* [What to produce]
Render the items below as a numbered list, starting at the line that contains "Where is the football" and running through the end of the items, both ends included. Leave out any blank lines.

[begin Items]

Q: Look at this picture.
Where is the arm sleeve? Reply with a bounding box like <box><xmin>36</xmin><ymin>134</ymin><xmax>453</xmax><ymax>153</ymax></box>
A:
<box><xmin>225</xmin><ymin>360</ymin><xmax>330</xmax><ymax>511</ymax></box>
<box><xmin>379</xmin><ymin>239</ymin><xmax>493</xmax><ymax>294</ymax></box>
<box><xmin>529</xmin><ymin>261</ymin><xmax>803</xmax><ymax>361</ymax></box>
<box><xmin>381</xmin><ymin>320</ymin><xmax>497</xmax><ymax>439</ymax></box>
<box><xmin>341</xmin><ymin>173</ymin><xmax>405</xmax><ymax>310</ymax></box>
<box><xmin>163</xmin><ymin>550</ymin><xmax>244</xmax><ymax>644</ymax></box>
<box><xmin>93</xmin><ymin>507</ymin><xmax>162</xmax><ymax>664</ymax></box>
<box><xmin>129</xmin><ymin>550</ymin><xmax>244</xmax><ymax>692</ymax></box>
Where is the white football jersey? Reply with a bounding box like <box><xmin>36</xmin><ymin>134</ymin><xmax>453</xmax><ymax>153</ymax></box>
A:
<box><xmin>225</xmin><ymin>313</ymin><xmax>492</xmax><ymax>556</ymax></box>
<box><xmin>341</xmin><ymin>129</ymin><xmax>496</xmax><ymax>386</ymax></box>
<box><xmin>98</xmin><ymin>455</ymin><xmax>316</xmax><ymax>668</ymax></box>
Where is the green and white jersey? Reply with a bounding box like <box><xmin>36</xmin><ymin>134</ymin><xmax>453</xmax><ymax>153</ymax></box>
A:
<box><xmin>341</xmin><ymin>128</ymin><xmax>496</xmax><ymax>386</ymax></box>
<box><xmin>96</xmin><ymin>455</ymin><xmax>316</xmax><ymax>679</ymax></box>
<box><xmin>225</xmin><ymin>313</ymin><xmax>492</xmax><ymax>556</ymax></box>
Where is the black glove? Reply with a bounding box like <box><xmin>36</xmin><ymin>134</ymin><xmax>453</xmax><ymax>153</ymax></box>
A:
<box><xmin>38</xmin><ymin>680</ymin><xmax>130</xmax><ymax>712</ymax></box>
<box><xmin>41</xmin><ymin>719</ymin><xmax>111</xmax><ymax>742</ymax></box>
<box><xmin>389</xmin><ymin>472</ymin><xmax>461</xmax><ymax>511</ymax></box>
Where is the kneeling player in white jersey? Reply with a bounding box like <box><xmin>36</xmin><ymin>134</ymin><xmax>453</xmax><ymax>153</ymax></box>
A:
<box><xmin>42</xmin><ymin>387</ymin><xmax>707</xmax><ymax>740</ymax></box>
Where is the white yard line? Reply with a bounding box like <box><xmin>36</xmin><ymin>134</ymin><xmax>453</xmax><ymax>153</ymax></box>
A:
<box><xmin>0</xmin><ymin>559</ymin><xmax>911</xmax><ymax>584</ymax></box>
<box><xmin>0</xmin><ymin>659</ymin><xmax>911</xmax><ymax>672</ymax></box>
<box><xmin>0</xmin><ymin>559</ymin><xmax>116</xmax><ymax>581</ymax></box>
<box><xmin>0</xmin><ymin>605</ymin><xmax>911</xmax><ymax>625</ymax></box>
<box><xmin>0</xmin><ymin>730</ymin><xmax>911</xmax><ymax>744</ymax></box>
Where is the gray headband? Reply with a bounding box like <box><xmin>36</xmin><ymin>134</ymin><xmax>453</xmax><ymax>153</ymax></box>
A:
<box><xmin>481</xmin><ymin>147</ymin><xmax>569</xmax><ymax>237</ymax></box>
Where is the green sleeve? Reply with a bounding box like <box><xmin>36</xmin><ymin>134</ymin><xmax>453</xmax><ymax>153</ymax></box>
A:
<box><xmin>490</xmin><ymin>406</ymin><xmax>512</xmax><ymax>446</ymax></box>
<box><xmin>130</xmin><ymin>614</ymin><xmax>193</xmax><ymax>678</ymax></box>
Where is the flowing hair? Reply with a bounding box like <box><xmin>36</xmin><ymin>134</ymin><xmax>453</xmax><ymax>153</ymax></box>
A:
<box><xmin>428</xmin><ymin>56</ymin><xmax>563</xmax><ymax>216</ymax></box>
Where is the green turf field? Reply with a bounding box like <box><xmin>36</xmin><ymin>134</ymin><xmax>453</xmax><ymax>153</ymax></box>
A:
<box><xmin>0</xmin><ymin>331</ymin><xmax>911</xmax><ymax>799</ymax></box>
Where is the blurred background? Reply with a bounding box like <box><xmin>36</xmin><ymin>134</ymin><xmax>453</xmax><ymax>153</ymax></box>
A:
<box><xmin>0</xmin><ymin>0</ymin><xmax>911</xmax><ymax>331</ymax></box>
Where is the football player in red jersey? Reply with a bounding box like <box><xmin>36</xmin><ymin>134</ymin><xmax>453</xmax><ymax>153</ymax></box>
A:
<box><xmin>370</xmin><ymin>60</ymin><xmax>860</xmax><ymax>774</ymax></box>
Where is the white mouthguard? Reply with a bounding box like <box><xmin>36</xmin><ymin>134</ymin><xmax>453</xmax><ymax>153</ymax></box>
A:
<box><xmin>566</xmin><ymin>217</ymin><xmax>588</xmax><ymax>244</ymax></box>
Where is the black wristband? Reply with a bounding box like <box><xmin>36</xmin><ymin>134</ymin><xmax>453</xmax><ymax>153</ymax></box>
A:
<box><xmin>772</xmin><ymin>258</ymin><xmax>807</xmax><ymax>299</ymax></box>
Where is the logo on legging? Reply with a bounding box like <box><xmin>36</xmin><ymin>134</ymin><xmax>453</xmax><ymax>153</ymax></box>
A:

[end Items]

* [Solution]
1. Where is the football player in red jersey? Reply with a bounding box like <box><xmin>36</xmin><ymin>134</ymin><xmax>453</xmax><ymax>153</ymax></box>
2. A:
3. <box><xmin>370</xmin><ymin>60</ymin><xmax>860</xmax><ymax>774</ymax></box>
4. Where is the white mouthguard? Reply with a bounding box like <box><xmin>36</xmin><ymin>134</ymin><xmax>453</xmax><ymax>153</ymax></box>
5. A:
6. <box><xmin>566</xmin><ymin>217</ymin><xmax>588</xmax><ymax>244</ymax></box>
7. Where is the black wristband? Reply with a bounding box like <box><xmin>36</xmin><ymin>134</ymin><xmax>453</xmax><ymax>153</ymax></box>
8. A:
9. <box><xmin>772</xmin><ymin>258</ymin><xmax>807</xmax><ymax>299</ymax></box>
10. Where is the logo on legging? Reply with a bounding box like <box><xmin>36</xmin><ymin>134</ymin><xmax>453</xmax><ymax>153</ymax></box>
11. A:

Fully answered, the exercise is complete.